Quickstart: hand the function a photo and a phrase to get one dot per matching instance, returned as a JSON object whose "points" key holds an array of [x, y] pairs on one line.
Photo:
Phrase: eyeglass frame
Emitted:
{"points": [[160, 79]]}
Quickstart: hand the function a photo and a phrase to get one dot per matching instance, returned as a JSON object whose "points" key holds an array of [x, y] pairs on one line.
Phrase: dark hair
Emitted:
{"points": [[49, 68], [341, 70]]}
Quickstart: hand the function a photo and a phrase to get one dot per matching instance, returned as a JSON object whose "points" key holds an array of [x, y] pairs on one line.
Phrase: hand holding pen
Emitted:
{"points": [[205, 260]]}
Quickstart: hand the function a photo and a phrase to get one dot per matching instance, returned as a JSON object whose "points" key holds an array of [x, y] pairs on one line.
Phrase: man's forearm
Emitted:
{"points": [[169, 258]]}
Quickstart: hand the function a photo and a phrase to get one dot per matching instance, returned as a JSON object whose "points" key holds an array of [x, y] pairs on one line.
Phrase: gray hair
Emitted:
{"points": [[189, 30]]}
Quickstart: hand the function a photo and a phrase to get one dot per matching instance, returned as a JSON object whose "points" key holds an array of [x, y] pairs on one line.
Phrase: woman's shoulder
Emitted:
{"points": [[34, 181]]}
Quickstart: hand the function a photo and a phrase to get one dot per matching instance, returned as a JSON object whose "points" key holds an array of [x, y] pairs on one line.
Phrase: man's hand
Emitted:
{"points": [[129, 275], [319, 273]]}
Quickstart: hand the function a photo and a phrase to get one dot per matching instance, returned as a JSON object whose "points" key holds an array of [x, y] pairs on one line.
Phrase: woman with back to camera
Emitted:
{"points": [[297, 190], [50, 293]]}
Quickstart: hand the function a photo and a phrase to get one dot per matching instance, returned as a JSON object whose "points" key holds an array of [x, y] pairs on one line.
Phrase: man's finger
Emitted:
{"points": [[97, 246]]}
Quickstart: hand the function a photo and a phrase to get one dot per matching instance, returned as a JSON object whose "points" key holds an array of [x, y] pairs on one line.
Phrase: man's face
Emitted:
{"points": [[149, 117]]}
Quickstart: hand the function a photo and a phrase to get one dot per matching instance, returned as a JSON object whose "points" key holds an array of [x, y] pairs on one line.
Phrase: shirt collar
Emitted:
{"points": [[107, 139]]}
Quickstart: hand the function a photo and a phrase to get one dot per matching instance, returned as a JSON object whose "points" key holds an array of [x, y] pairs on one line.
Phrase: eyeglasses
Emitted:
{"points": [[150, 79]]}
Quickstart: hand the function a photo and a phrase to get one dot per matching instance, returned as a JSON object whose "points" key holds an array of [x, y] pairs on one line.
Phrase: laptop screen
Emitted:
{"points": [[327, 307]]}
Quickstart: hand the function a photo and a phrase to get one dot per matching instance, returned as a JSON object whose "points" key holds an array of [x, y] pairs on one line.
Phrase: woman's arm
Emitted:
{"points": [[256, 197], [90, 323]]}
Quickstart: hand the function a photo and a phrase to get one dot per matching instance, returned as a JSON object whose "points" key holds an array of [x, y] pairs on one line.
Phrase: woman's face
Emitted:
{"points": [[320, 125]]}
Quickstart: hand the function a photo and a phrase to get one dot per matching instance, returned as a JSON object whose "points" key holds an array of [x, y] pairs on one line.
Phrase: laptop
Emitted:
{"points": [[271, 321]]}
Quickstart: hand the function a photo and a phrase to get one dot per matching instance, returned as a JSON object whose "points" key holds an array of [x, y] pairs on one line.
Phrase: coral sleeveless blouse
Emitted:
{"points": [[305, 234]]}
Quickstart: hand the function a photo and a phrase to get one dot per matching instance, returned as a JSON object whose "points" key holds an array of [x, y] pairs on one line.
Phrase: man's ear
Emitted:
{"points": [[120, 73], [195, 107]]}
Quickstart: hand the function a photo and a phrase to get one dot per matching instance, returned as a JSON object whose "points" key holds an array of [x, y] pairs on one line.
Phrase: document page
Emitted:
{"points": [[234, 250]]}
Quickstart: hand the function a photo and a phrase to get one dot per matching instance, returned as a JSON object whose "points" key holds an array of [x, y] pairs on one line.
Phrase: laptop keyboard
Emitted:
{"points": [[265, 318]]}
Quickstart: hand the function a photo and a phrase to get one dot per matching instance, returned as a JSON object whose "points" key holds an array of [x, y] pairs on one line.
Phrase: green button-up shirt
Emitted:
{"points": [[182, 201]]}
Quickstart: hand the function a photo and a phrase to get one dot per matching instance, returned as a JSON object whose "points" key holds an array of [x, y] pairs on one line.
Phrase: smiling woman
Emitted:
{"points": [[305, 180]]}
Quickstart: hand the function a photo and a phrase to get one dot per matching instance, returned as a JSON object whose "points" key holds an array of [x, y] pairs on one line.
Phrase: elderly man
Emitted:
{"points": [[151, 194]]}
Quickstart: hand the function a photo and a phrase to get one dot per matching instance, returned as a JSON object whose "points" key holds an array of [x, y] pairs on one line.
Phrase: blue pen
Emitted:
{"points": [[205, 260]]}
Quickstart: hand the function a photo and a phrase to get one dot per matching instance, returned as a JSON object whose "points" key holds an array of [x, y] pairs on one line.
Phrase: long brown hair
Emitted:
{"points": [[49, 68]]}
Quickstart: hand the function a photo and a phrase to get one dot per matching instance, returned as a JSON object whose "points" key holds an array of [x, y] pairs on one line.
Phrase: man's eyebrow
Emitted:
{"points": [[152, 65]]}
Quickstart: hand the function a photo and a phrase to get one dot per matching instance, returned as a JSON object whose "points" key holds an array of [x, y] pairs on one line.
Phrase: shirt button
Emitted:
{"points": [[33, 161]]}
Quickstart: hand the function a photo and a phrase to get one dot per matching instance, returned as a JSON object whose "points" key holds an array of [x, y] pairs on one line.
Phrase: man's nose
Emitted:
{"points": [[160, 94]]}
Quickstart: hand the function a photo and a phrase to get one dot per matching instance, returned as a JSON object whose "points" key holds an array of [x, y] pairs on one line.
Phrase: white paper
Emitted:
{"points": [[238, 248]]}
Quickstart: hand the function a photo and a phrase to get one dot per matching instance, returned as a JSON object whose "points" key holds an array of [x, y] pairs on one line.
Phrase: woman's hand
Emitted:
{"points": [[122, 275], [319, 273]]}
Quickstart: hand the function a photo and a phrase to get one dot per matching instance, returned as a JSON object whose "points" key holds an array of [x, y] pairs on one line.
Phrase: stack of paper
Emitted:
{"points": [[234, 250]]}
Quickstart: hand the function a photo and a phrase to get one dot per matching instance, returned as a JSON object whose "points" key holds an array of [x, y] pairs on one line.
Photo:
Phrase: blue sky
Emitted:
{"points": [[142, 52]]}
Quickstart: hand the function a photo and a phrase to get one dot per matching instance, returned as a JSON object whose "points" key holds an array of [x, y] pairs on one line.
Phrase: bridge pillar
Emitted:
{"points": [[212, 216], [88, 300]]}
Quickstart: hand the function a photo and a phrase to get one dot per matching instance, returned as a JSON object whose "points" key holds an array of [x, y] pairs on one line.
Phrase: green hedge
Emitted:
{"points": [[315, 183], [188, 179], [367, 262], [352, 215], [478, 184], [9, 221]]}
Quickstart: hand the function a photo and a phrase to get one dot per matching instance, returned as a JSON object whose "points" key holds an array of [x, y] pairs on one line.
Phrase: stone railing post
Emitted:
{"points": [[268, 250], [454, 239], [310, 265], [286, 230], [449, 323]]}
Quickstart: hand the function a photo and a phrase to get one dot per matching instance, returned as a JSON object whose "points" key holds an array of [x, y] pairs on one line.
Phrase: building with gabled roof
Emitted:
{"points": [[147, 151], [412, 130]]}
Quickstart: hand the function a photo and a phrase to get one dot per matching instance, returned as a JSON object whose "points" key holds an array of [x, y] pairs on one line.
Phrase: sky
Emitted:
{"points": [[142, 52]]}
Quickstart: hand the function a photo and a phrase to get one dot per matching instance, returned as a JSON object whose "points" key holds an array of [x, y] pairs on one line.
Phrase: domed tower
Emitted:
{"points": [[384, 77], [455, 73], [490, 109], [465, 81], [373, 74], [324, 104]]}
════════
**WHAT YOU WILL DO**
What you write must be the entries restated word for word, from the opening line through the one holding "Phrase: man's face", with nothing else.

**SOLUTION TO THIS PROBLEM**
Quickstart: hand the function a photo and a phrase to get one dot per matching instance, returned as a JSON object whose "points" key holds an array of [x, y] pairs on one line.
Photo:
Phrase: eyeglass frame
Emitted:
{"points": [[160, 79]]}
Quickstart: hand the function a photo and a phrase to get one dot per matching instance, returned as a JSON object whose "points" key holds an array of [x, y] pairs on one line.
Phrase: dark hair
Emitted:
{"points": [[49, 68], [341, 70]]}
Quickstart: hand the function a photo and a phrase to get one dot per matching instance, returned as a JSON object whose "points" key holds an array of [x, y] pairs on one line.
Phrase: hand holding pen
Emitted:
{"points": [[205, 260]]}
Quickstart: hand the function a photo and a phrase to get one dot per matching instance, returned as a JSON object whose "points" key holds an array of [x, y] pairs on one line.
Phrase: man's forearm
Emitted:
{"points": [[169, 258]]}
Quickstart: hand the function a photo and a phrase to get one dot per matching instance, returned as a JSON object whose "points" key holds an array of [x, y] pairs on one line.
Phrase: gray hair
Emitted:
{"points": [[189, 30]]}
Quickstart: hand the function a photo and a phrase to get one dot per matching instance, returned as a JSON object whose "points" key holds an array of [x, y] pairs on one line.
Phrase: woman's shoulder
Emitted:
{"points": [[34, 181]]}
Quickstart: hand the function a photo and a phrase to get one dot per matching instance, returned as a JSON object whose "points" key holds an array of [x, y] pairs on one line.
Phrase: man's hand
Emitted:
{"points": [[129, 275], [319, 273]]}
Quickstart: hand the function a photo and a phrase to get one dot per matching instance, returned as a JSON object whose "points" key holds an array of [x, y] pairs on one line.
Phrase: woman with back to camera
Emitted:
{"points": [[297, 190], [50, 293]]}
Quickstart: hand the function a photo and a phrase to get one dot per matching instance, returned as a JSON object whose "points" key holds an array of [x, y] pairs on one line.
Phrase: man's finger
Emitted:
{"points": [[97, 246]]}
Quickstart: hand the function a photo and a phrase to get one dot per matching instance, returned as a JSON object whose "points" key holds an array of [x, y] pairs on one line.
Phrase: man's face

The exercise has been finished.